> **RECORDS PROVIDED**
* * * *
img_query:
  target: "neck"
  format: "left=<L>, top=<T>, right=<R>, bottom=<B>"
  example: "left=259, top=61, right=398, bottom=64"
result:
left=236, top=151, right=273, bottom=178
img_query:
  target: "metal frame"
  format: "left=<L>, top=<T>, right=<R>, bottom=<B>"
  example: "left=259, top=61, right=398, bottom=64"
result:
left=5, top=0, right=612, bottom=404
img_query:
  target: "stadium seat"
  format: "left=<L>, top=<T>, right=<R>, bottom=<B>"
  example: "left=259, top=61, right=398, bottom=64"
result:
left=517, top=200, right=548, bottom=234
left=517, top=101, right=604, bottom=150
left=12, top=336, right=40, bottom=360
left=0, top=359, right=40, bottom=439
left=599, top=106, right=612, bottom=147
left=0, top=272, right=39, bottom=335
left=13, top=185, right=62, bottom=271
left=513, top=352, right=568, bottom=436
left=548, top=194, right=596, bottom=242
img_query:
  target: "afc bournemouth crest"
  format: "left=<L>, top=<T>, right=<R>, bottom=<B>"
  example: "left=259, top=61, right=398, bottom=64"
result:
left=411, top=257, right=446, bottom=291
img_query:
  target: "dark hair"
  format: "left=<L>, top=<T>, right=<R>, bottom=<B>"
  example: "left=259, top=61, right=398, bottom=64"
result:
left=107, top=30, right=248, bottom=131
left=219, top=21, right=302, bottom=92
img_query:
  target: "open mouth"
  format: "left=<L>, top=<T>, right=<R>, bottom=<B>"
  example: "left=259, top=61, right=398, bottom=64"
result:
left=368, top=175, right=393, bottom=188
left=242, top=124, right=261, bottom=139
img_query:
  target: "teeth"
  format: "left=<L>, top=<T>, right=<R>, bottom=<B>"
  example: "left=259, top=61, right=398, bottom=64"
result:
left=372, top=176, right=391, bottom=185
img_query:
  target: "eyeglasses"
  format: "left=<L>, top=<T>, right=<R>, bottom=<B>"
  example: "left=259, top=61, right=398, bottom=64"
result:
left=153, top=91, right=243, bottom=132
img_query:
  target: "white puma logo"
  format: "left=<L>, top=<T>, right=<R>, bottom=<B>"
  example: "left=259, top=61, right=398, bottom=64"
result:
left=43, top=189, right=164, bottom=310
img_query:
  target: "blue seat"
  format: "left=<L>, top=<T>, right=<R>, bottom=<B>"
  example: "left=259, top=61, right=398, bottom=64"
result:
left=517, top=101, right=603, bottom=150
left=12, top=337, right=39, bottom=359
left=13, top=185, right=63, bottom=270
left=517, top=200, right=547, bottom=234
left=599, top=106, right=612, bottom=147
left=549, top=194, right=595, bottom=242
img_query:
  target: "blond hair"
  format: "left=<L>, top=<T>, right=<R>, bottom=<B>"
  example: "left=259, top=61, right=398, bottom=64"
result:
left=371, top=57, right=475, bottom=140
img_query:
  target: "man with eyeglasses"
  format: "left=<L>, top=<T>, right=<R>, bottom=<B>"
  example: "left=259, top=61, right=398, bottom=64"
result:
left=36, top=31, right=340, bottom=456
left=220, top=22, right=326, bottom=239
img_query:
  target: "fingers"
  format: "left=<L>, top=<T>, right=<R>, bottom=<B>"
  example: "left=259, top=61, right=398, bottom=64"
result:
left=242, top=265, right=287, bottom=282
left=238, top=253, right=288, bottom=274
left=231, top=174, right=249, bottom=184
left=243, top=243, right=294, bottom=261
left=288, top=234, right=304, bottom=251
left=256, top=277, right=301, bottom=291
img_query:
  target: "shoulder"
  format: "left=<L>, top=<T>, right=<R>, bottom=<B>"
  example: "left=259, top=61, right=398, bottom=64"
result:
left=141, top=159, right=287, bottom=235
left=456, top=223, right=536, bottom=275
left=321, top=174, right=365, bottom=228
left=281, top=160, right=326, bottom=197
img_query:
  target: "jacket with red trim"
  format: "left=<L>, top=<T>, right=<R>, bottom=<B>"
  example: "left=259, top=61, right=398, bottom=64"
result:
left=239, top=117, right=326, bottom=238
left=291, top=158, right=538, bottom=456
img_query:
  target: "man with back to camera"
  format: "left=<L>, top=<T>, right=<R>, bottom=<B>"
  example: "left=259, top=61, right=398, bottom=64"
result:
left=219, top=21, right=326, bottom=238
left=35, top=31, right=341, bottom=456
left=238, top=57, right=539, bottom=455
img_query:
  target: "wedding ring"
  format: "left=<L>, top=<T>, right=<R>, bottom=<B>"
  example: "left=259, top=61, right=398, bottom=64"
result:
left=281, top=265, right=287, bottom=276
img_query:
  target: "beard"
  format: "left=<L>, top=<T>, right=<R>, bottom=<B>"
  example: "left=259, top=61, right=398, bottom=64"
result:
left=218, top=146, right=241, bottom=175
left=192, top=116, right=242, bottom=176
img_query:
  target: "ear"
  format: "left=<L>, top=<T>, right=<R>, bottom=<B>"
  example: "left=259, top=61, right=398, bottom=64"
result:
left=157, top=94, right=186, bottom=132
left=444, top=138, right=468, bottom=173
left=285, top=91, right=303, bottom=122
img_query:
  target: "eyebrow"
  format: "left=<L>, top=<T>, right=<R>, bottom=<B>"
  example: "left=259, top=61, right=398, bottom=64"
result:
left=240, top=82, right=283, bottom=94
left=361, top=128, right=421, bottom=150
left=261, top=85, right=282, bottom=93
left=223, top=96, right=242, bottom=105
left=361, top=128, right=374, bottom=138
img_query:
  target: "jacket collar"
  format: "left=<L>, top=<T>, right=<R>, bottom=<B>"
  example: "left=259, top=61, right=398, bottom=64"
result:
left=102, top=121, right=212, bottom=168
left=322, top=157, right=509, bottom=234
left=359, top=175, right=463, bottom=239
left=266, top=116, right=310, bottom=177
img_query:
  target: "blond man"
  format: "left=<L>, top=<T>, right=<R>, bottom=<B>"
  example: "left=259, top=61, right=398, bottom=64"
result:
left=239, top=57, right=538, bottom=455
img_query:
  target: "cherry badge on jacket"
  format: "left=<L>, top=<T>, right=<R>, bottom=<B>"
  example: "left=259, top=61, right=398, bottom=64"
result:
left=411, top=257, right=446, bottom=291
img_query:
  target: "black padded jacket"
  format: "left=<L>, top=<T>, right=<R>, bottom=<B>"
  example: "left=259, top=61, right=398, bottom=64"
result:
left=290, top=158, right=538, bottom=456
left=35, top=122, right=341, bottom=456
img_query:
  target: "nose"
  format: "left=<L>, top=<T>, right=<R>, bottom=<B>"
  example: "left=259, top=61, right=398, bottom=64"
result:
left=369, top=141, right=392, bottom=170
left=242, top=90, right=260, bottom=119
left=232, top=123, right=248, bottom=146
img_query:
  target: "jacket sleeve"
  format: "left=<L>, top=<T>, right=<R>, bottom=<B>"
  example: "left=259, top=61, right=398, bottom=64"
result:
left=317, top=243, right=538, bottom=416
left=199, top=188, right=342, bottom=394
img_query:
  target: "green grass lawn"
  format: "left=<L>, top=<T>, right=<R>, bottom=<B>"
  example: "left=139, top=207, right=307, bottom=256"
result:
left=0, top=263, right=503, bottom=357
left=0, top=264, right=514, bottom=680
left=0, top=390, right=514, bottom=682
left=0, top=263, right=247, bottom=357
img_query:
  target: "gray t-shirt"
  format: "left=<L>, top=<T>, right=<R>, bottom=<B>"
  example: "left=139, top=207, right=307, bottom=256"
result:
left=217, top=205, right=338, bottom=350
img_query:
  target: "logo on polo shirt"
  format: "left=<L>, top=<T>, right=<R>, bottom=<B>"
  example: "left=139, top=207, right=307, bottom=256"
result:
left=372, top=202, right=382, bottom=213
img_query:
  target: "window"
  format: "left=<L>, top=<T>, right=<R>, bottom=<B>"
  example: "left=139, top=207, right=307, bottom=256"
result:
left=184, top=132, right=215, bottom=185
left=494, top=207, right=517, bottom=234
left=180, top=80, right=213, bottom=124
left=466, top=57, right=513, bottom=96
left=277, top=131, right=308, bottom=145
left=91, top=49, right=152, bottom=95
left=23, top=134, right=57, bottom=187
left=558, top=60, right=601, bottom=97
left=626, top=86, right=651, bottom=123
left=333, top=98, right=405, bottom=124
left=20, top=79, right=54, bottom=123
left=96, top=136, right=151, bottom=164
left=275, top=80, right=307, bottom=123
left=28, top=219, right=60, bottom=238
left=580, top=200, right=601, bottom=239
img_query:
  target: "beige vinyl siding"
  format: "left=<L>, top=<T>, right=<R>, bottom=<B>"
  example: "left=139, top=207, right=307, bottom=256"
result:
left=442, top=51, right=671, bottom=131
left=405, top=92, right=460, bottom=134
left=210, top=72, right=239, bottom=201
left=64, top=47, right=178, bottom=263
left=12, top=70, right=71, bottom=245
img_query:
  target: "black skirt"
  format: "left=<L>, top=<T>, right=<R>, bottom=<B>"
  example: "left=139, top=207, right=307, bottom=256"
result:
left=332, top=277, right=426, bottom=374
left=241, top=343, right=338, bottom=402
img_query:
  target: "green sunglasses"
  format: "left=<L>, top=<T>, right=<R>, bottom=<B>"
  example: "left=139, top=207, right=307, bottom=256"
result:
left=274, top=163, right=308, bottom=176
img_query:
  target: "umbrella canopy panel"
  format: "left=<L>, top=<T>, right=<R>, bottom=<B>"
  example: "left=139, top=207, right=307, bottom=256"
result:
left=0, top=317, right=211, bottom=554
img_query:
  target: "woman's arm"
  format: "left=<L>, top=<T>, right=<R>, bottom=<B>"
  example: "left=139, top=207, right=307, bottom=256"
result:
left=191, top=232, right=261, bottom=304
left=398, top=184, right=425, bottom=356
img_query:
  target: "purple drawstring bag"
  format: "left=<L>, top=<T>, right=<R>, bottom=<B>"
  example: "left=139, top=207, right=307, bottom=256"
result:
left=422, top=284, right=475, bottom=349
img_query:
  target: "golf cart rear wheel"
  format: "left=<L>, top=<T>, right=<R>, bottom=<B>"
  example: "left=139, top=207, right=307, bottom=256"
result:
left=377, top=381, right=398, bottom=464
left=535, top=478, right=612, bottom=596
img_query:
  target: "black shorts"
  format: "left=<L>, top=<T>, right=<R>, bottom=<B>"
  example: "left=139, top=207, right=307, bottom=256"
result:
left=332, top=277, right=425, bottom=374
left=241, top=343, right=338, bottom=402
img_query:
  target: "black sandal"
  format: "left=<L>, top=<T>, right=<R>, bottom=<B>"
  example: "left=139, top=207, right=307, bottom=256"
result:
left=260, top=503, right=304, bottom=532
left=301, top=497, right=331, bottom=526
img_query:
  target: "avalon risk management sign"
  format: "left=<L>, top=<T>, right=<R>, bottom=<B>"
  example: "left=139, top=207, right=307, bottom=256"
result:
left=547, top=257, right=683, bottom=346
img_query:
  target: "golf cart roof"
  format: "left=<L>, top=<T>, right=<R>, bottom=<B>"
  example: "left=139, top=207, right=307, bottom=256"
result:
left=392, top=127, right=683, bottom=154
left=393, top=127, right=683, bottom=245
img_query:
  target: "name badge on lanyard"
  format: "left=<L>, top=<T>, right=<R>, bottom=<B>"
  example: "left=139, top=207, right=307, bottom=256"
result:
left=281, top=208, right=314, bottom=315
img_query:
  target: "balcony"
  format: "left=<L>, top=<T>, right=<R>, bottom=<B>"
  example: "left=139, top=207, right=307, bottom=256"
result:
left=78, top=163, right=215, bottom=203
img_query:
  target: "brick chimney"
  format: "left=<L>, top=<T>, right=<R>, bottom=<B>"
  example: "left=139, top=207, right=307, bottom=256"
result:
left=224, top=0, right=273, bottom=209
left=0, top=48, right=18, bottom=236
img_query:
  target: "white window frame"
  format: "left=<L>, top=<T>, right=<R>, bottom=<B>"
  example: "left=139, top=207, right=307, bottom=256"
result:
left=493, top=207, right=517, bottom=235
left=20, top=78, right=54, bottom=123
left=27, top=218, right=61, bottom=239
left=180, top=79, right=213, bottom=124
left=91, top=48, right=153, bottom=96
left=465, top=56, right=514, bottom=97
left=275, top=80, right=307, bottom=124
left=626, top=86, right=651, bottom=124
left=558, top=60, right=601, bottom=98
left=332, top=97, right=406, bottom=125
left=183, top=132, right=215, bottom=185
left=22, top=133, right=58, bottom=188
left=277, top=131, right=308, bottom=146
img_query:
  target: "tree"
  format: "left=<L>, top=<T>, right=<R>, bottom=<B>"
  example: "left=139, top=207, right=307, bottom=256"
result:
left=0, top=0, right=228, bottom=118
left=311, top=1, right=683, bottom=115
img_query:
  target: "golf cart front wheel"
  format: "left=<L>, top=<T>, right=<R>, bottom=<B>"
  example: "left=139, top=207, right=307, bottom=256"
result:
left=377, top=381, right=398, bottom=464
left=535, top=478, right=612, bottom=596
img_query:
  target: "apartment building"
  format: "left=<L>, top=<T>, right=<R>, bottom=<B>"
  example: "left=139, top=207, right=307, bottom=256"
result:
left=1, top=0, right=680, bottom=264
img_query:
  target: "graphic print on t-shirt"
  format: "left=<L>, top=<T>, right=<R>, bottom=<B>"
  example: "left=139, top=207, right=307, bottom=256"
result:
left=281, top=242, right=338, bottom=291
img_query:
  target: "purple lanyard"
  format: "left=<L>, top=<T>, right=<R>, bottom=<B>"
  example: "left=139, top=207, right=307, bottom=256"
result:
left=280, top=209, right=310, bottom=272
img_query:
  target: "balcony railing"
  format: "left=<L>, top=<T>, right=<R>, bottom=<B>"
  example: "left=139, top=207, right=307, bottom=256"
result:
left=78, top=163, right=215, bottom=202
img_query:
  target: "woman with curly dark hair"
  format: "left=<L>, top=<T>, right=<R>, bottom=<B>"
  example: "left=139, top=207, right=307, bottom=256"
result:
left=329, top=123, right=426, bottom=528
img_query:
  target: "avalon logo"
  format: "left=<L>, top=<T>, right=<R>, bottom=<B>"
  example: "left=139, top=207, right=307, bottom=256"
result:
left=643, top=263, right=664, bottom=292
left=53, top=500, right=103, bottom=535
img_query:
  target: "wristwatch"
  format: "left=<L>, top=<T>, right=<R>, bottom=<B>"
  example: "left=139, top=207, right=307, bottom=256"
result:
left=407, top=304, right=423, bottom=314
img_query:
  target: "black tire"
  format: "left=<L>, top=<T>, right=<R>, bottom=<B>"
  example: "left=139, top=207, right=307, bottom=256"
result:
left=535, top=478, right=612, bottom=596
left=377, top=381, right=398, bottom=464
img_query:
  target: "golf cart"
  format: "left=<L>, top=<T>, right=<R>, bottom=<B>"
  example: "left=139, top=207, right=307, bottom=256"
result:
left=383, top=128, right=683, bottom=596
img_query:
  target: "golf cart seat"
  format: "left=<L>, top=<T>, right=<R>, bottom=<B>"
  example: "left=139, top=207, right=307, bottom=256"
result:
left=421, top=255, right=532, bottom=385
* * * *
> **DESCRIPTION OF THE TASK**
In the data above, how many lines contain the string "dark"? Answer with the number only.

> **SOLUTION BELOW**
2